** Begin **
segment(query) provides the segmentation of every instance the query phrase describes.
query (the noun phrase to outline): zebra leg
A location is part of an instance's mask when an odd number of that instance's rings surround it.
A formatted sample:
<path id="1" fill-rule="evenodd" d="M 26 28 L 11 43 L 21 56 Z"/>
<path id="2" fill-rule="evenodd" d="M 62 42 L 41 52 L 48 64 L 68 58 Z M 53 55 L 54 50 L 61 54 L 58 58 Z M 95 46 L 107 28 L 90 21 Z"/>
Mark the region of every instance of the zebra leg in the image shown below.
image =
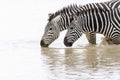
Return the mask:
<path id="1" fill-rule="evenodd" d="M 96 33 L 87 32 L 85 34 L 86 34 L 87 40 L 90 44 L 96 44 Z"/>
** End **
(Challenge)
Convert every line of the material above into a JSON list of strings, one string per line, with blank lines omitted and the pictures left out.

(Output of the task)
[
  "segment(query) provides the segmentation of every instance the query phrase describes.",
  "query (the noun phrase to outline): zebra leg",
  "A location is part of an instance's mask when an odd number of that instance's rings surround it.",
  "A formatted sample:",
  "<path id=\"1\" fill-rule=\"evenodd\" d=\"M 26 28 L 11 43 L 21 56 Z\"/>",
  "<path id=\"2\" fill-rule=\"evenodd\" d=\"M 62 42 L 41 52 L 48 64 L 68 58 Z M 53 55 L 54 50 L 61 54 L 58 58 Z M 95 46 L 107 28 L 90 21 Z\"/>",
  "Mark the region of every instance of the zebra leg in the image shown below.",
  "image =",
  "Return the mask:",
  "<path id=\"1\" fill-rule=\"evenodd\" d=\"M 96 33 L 87 32 L 85 34 L 86 34 L 87 40 L 90 44 L 96 44 Z\"/>"
]